Dataset entries
........

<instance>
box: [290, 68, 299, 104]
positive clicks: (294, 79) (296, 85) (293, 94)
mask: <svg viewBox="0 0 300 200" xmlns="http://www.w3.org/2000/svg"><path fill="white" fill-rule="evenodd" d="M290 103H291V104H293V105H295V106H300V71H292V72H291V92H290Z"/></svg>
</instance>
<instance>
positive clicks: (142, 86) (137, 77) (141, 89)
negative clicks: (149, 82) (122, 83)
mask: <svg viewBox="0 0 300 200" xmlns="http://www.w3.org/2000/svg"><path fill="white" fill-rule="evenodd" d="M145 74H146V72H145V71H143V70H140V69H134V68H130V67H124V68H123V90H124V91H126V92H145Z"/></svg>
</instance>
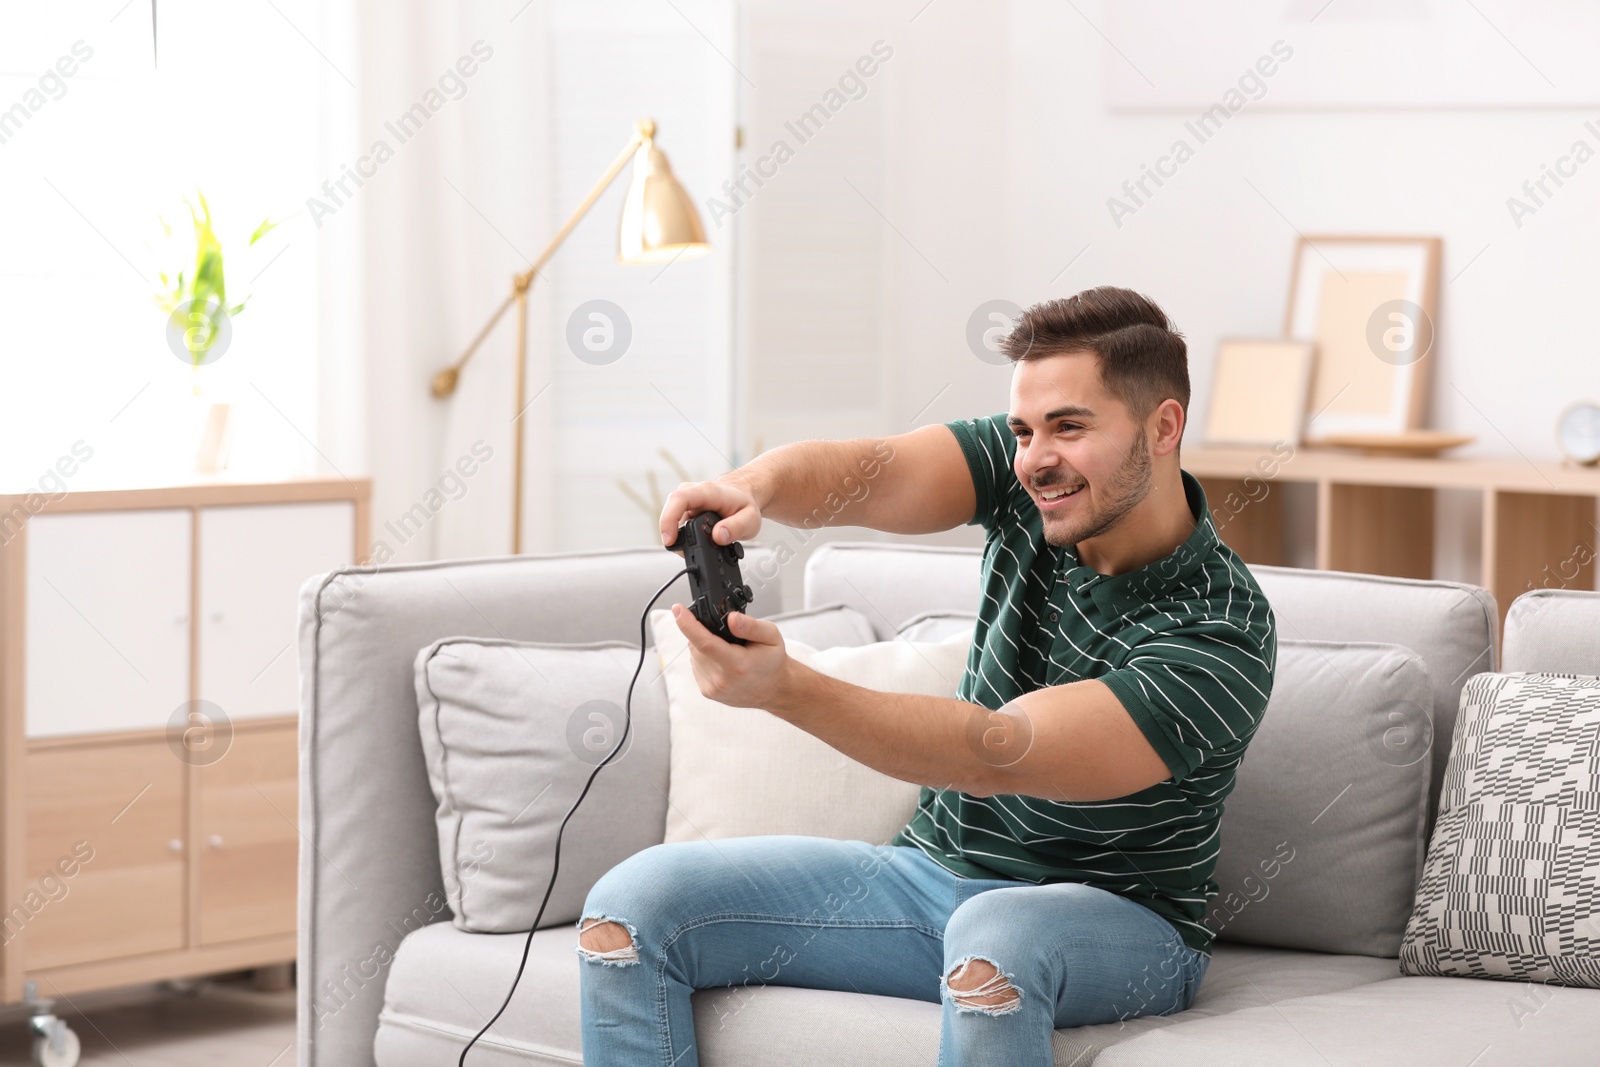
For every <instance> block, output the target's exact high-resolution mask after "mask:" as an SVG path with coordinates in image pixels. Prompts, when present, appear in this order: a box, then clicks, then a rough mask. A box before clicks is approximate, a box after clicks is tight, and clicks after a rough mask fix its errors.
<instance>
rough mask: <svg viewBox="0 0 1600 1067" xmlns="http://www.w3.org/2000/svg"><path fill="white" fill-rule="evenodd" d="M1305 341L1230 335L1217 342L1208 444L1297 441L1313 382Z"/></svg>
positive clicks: (1272, 443)
mask: <svg viewBox="0 0 1600 1067" xmlns="http://www.w3.org/2000/svg"><path fill="white" fill-rule="evenodd" d="M1310 368H1312V346H1310V344H1309V342H1306V341H1282V339H1272V338H1259V339H1258V338H1232V339H1224V341H1222V342H1221V344H1218V350H1216V371H1214V373H1213V376H1211V406H1210V410H1208V411H1206V421H1205V443H1206V445H1262V446H1270V445H1277V443H1280V442H1283V443H1288V445H1296V446H1298V445H1299V440H1301V419H1304V418H1306V387H1307V386H1309V384H1310Z"/></svg>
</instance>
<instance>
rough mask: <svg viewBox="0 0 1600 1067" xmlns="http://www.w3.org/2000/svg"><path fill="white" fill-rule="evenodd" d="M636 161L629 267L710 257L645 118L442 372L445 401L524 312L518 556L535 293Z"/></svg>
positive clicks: (701, 228)
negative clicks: (460, 353) (531, 285)
mask: <svg viewBox="0 0 1600 1067" xmlns="http://www.w3.org/2000/svg"><path fill="white" fill-rule="evenodd" d="M629 160H634V178H632V179H630V181H629V184H627V195H626V197H624V200H622V222H621V226H619V227H618V250H616V261H618V262H622V264H650V262H670V261H674V259H680V258H682V259H690V258H693V256H702V254H706V253H707V251H710V245H707V243H706V230H704V227H701V221H699V213H698V211H696V210H694V203H693V202H691V200H690V197H688V194H686V192H683V186H680V184H678V179H677V178H674V176H672V166H670V165H669V163H667V157H666V155H664V154H662V152H661V149H658V147H656V123H654V122H653V120H650V118H640V120H638V122H637V123H634V136H632V138H630V139H629V142H627V147H626V149H622V152H621V154H619V155H618V157H616V158H614V160H613V162H611V166H608V168H606V171H605V174H602V176H600V181H597V182H595V186H594V189H590V190H589V195H586V197H584V200H582V203H579V205H578V210H576V211H573V214H571V216H570V218H568V219H566V222H565V224H562V229H558V230H557V232H555V237H552V238H550V243H549V245H546V246H544V251H542V253H539V258H538V259H534V261H533V266H530V267H528V269H526V270H523V272H522V274H518V275H515V277H512V282H510V296H507V298H506V301H504V302H502V304H501V306H499V309H498V310H496V312H494V314H493V315H490V320H488V322H486V323H485V325H483V330H480V331H478V336H477V338H474V339H472V344H469V346H467V350H466V352H462V354H461V358H459V360H456V362H454V363H453V365H450V366H446V368H445V370H442V371H440V373H437V374H434V386H432V390H434V397H437V398H440V400H443V398H445V397H450V395H451V394H454V392H456V384H458V382H459V379H461V368H464V366H466V365H467V360H470V358H472V354H474V352H477V350H478V346H480V344H483V339H485V338H486V336H488V334H490V331H491V330H494V323H498V322H499V320H501V317H502V315H504V314H506V309H507V307H510V306H512V304H515V306H517V408H515V411H517V414H515V416H514V418H512V424H514V426H515V445H514V446H512V450H514V451H512V458H514V462H512V507H510V550H512V555H518V553H520V552H522V438H523V432H522V416H523V408H525V406H526V403H525V400H523V397H525V394H526V370H528V288H530V286H531V285H533V277H534V275H536V274H539V267H542V266H544V264H546V262H549V259H550V256H554V254H555V250H557V248H560V246H562V242H565V240H566V235H568V234H571V232H573V227H574V226H578V222H579V219H582V218H584V216H586V214H589V208H592V206H594V203H595V200H598V198H600V194H602V192H605V190H606V187H608V186H610V184H611V182H613V181H614V179H616V176H618V174H621V173H622V168H624V166H627V162H629Z"/></svg>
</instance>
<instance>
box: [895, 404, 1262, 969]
mask: <svg viewBox="0 0 1600 1067" xmlns="http://www.w3.org/2000/svg"><path fill="white" fill-rule="evenodd" d="M946 426H949V427H950V430H954V432H955V437H957V440H958V442H960V443H962V451H963V453H965V456H966V466H968V467H970V469H971V475H973V488H974V490H976V491H978V512H976V515H973V520H971V523H968V525H982V526H984V534H986V536H984V555H982V601H981V605H979V609H978V629H976V632H974V640H973V649H971V653H970V654H968V659H966V670H965V673H963V675H962V683H960V688H958V691H957V696H958V697H960V699H963V701H968V702H973V704H981V705H984V707H989V709H998V707H1000V705H1003V704H1006V702H1008V701H1011V699H1014V697H1018V696H1022V694H1026V693H1032V691H1035V689H1042V688H1045V686H1054V685H1066V683H1069V681H1078V680H1082V678H1099V680H1101V681H1104V683H1106V685H1107V686H1109V688H1110V691H1112V693H1115V694H1117V699H1118V701H1122V705H1123V707H1125V709H1126V710H1128V715H1130V717H1131V718H1133V721H1134V723H1138V726H1139V729H1141V731H1142V733H1144V736H1146V737H1147V739H1149V742H1150V745H1152V747H1154V749H1155V752H1157V753H1158V755H1160V757H1162V760H1165V761H1166V766H1168V769H1171V773H1173V774H1171V777H1168V779H1165V781H1163V782H1158V784H1155V785H1150V787H1149V789H1144V790H1139V792H1136V793H1130V795H1126V797H1118V798H1117V800H1099V801H1086V803H1061V801H1054V800H1043V798H1040V797H1026V795H1016V793H1006V795H995V797H973V795H970V793H963V792H958V790H952V789H933V787H930V785H923V789H922V795H920V798H918V801H917V813H915V814H914V816H912V819H910V822H909V824H907V825H906V827H904V829H902V830H901V832H899V833H896V835H894V838H893V840H891V841H890V843H891V845H915V846H917V848H920V849H922V851H923V853H926V854H928V856H930V857H931V859H934V861H936V862H938V864H941V865H942V867H946V869H947V870H950V872H952V873H955V875H960V877H965V878H1014V880H1021V881H1032V883H1037V885H1046V883H1054V881H1080V883H1086V885H1093V886H1098V888H1101V889H1107V891H1110V893H1117V894H1120V896H1125V897H1128V899H1131V901H1136V902H1139V904H1144V905H1146V907H1149V909H1150V910H1154V912H1155V913H1158V915H1160V917H1162V918H1165V920H1168V921H1170V923H1171V925H1173V926H1174V928H1176V929H1178V933H1179V934H1181V936H1182V939H1184V944H1187V945H1190V947H1192V949H1197V950H1200V952H1210V950H1211V941H1213V936H1214V934H1213V931H1211V929H1210V928H1208V926H1206V925H1205V913H1206V909H1208V905H1210V902H1211V897H1214V896H1216V894H1218V885H1216V880H1214V877H1213V875H1214V872H1216V857H1218V851H1219V848H1221V833H1219V821H1221V816H1222V800H1224V798H1226V797H1227V793H1229V792H1230V790H1232V789H1234V776H1235V773H1237V769H1238V763H1240V760H1242V757H1243V755H1245V745H1248V744H1250V739H1251V737H1253V736H1254V733H1256V726H1258V725H1259V723H1261V717H1262V713H1264V710H1266V707H1267V694H1269V693H1270V691H1272V669H1274V664H1275V662H1277V648H1278V646H1277V633H1275V624H1274V619H1272V608H1270V606H1269V605H1267V598H1266V597H1264V595H1262V592H1261V587H1259V585H1256V581H1254V577H1251V574H1250V571H1248V569H1246V568H1245V565H1243V561H1242V560H1240V558H1238V555H1235V553H1234V552H1232V550H1230V549H1229V547H1227V545H1226V544H1222V542H1221V541H1219V539H1218V534H1216V526H1214V525H1213V522H1211V515H1210V512H1208V510H1206V502H1205V493H1203V491H1202V488H1200V483H1198V482H1197V480H1195V477H1194V475H1190V474H1189V472H1187V470H1184V472H1182V482H1184V491H1186V494H1187V498H1189V509H1190V510H1192V512H1194V515H1195V530H1194V533H1192V534H1190V536H1189V539H1187V541H1186V542H1184V544H1182V545H1179V547H1178V549H1176V550H1174V552H1173V553H1171V555H1168V557H1163V558H1160V560H1157V561H1154V563H1149V565H1146V566H1142V568H1139V569H1134V571H1130V573H1126V574H1101V573H1098V571H1094V569H1093V568H1090V566H1085V565H1082V563H1080V561H1078V557H1077V549H1075V547H1054V545H1051V544H1048V542H1046V541H1045V533H1043V522H1042V520H1040V515H1038V506H1037V504H1034V499H1032V498H1030V496H1029V494H1027V490H1026V488H1024V486H1022V483H1021V482H1019V480H1018V477H1016V472H1014V469H1013V461H1014V458H1016V437H1014V435H1013V434H1011V429H1010V427H1008V426H1006V416H1005V413H1002V414H994V416H989V418H981V419H962V421H955V422H947V424H946Z"/></svg>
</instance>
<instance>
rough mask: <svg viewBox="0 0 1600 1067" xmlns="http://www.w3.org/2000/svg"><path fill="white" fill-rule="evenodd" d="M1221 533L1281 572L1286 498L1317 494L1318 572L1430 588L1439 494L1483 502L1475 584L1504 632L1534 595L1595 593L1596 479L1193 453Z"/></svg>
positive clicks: (1354, 456) (1492, 460)
mask: <svg viewBox="0 0 1600 1067" xmlns="http://www.w3.org/2000/svg"><path fill="white" fill-rule="evenodd" d="M1182 467H1184V469H1186V470H1189V472H1190V474H1194V475H1195V477H1197V478H1198V480H1200V483H1202V485H1203V486H1205V491H1206V504H1208V506H1210V507H1211V517H1213V520H1214V522H1216V525H1218V533H1219V534H1221V537H1222V541H1224V542H1227V544H1229V545H1230V547H1232V549H1234V550H1235V552H1238V553H1240V555H1242V557H1243V558H1245V561H1246V563H1270V565H1282V563H1285V561H1286V552H1285V530H1286V520H1288V518H1290V515H1288V510H1286V509H1288V507H1290V506H1288V504H1285V498H1286V496H1288V494H1286V493H1285V488H1286V486H1291V485H1296V483H1299V485H1307V486H1314V491H1312V493H1309V494H1301V496H1299V498H1298V499H1312V501H1315V512H1317V514H1315V522H1314V530H1315V536H1314V541H1315V545H1314V550H1315V561H1317V566H1318V568H1325V569H1336V571H1358V573H1366V574H1390V576H1395V577H1434V576H1435V560H1434V542H1435V515H1437V504H1438V493H1440V491H1458V493H1469V494H1477V496H1478V502H1480V506H1482V507H1480V514H1482V526H1480V528H1478V530H1474V531H1451V533H1464V534H1470V541H1475V542H1477V545H1480V549H1478V550H1480V557H1478V574H1480V579H1478V584H1480V585H1483V587H1485V589H1488V590H1490V592H1491V593H1494V600H1496V601H1498V605H1499V621H1501V622H1504V621H1506V611H1507V608H1510V601H1512V600H1515V598H1517V597H1520V595H1522V593H1525V592H1528V590H1530V589H1594V587H1595V566H1594V563H1595V553H1597V541H1600V533H1597V531H1600V525H1597V523H1600V512H1597V506H1600V469H1595V467H1576V466H1568V464H1554V462H1536V461H1530V459H1517V461H1510V459H1506V461H1496V459H1413V458H1387V456H1358V454H1352V453H1344V451H1336V450H1325V448H1301V450H1290V448H1288V446H1283V445H1280V446H1277V448H1274V450H1259V451H1254V450H1246V448H1200V450H1186V451H1184V456H1182Z"/></svg>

........

Directions for this task: Where a line above contains the string "rough", copy that line.

Exercise answer:
For every <instance> block, output the target's exact high-resolution mask after "mask:" as an SVG path with coordinates in image pixels. Prompts, when present, appear in this order: a box, then clicks, then a rough mask. A box before clicks is approximate, a box after clicks is tight, and clicks after a rough mask fix its errors.
rough mask: <svg viewBox="0 0 1600 1067" xmlns="http://www.w3.org/2000/svg"><path fill="white" fill-rule="evenodd" d="M1305 341L1230 335L1217 342L1208 444L1297 441L1313 382Z"/></svg>
rough mask: <svg viewBox="0 0 1600 1067" xmlns="http://www.w3.org/2000/svg"><path fill="white" fill-rule="evenodd" d="M636 161L629 267L710 257L645 118L442 372L445 401L524 312L518 556L535 293Z"/></svg>
rough mask: <svg viewBox="0 0 1600 1067" xmlns="http://www.w3.org/2000/svg"><path fill="white" fill-rule="evenodd" d="M1221 533L1281 572L1286 498L1317 494L1318 572L1430 588L1439 494L1483 502L1475 584L1504 632L1534 595L1595 593L1596 479L1193 453Z"/></svg>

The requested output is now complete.